───── Extracted records

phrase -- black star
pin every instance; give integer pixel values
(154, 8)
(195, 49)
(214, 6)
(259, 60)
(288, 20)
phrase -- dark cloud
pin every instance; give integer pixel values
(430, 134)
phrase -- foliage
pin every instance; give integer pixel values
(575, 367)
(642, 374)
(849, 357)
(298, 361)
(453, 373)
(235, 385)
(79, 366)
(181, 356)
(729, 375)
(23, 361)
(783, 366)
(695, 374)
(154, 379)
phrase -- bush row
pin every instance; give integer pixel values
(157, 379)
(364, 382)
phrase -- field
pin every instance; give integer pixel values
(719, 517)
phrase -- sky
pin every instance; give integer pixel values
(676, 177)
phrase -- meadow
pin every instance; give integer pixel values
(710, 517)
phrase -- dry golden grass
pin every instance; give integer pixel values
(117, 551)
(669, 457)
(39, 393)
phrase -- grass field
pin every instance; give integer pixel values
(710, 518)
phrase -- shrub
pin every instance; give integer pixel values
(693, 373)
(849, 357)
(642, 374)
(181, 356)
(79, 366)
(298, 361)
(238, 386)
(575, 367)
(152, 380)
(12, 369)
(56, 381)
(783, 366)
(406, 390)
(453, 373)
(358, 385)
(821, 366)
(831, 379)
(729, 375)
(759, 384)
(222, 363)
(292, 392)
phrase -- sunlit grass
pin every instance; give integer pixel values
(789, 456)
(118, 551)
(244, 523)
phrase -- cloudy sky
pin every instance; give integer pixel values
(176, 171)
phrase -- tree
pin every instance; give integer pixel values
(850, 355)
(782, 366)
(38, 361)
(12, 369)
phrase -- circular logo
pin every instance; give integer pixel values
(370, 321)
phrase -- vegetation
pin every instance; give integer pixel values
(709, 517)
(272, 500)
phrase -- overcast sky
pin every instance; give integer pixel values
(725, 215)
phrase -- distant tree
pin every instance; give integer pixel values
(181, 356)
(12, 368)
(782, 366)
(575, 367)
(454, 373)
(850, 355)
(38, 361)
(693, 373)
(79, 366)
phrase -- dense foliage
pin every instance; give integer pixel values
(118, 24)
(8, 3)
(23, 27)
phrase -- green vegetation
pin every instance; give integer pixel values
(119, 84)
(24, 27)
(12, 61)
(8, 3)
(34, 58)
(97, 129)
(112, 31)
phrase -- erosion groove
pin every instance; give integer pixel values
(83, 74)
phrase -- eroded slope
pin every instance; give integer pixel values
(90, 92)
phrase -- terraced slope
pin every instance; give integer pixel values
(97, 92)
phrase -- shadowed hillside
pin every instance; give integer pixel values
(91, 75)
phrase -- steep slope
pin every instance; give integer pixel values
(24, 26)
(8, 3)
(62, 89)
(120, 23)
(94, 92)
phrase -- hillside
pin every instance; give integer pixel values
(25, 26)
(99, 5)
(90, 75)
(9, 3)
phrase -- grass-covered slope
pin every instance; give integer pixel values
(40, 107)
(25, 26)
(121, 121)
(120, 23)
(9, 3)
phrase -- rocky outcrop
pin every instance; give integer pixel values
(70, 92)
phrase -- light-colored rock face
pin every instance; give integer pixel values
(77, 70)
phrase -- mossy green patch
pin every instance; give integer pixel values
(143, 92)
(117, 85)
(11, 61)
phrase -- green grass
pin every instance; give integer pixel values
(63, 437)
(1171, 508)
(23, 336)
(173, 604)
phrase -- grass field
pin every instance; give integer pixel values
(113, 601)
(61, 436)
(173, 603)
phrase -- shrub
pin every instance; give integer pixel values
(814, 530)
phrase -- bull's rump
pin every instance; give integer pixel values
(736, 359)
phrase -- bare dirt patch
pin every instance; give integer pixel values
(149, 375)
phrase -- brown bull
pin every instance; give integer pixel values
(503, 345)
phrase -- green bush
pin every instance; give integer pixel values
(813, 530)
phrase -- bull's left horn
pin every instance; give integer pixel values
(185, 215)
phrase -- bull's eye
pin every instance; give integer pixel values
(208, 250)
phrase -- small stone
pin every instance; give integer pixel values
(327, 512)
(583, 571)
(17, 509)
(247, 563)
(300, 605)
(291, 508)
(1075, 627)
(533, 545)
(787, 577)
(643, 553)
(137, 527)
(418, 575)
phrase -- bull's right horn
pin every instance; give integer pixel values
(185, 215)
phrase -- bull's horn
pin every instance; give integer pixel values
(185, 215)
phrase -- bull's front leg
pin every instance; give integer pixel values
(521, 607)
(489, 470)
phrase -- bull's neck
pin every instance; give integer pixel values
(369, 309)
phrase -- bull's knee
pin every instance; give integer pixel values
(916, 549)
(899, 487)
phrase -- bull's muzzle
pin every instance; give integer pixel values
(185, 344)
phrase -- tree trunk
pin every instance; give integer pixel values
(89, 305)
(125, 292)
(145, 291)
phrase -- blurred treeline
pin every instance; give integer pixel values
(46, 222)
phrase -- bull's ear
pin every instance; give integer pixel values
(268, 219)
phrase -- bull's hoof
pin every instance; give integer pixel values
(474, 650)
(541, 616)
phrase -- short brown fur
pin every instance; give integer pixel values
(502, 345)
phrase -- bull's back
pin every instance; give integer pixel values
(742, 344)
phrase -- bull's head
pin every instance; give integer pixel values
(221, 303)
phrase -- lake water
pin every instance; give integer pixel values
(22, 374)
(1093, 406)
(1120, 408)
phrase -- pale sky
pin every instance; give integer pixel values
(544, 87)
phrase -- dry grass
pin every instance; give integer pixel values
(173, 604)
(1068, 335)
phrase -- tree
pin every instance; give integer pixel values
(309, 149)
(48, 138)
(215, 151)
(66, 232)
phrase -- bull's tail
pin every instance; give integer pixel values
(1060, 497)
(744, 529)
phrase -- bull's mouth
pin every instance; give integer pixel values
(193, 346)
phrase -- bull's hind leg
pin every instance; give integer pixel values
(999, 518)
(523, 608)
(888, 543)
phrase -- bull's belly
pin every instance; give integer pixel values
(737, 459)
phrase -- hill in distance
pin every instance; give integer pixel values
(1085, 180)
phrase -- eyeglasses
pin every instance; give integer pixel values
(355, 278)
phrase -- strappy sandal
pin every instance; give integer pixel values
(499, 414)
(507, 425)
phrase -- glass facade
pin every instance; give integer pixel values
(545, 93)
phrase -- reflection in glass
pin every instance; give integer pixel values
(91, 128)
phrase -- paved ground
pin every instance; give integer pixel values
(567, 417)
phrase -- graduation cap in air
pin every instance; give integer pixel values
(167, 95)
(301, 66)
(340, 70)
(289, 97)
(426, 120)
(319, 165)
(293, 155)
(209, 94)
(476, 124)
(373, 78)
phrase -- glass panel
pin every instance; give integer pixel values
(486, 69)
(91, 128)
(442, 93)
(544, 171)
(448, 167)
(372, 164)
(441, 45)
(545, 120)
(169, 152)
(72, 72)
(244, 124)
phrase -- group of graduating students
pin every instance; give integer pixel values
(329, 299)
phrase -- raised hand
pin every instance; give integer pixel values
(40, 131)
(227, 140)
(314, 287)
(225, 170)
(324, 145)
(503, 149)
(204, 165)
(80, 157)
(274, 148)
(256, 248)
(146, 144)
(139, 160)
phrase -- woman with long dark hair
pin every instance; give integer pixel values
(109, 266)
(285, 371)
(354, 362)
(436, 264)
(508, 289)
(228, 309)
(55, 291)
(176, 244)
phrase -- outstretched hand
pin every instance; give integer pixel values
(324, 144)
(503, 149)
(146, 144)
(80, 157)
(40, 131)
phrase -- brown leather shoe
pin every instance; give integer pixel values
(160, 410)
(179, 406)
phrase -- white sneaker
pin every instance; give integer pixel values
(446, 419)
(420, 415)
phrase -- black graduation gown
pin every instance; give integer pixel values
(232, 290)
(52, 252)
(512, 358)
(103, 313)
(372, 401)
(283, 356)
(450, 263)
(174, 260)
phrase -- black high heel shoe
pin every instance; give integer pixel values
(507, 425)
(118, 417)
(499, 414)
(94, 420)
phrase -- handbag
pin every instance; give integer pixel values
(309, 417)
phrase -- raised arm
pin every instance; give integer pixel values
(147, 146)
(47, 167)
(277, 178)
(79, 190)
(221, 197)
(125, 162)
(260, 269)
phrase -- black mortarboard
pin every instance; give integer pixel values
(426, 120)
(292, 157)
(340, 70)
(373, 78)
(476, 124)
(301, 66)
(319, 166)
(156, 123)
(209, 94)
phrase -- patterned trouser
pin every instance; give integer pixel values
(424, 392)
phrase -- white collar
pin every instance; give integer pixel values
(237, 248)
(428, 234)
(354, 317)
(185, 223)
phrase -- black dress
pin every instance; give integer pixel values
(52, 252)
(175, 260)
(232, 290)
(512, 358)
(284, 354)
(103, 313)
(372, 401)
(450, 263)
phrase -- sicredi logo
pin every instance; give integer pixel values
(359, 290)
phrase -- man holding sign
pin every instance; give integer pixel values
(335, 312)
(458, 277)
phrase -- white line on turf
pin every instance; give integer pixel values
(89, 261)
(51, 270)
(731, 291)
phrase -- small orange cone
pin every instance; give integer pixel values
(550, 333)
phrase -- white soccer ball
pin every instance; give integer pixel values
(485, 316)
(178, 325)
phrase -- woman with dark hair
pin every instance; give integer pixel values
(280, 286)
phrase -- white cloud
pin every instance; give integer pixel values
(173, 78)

──────────

■ Goal ■
Return, word for word, each line from the line that contains "phrase -- white collar" to the end of the listing above; include both end lines and nothing else.

■ Complete answer ■
phrase -- white collar
pin every instance; give integer pixel values
(237, 248)
(428, 234)
(354, 317)
(185, 223)
phrase -- black dress
pin every instance; give integer pixel values
(52, 252)
(175, 260)
(232, 290)
(512, 358)
(284, 354)
(103, 313)
(372, 401)
(450, 263)
phrase -- sicredi logo
pin every instance; give integer pixel values
(359, 290)
phrase -- man holding sign
pin every instance; give integer pixel values
(335, 312)
(458, 277)
phrase -- white line on turf
pin every instance; give integer pixel values
(89, 261)
(51, 270)
(731, 291)
phrase -- small orange cone
pin every instance; give integer pixel values
(550, 333)
phrase -- white soccer ball
pin every instance; give integer pixel values
(485, 316)
(178, 325)
phrase -- woman with dark hair
pin every instance; give integer pixel values
(280, 286)
phrase -- white cloud
pin every instance; give integer pixel values
(173, 78)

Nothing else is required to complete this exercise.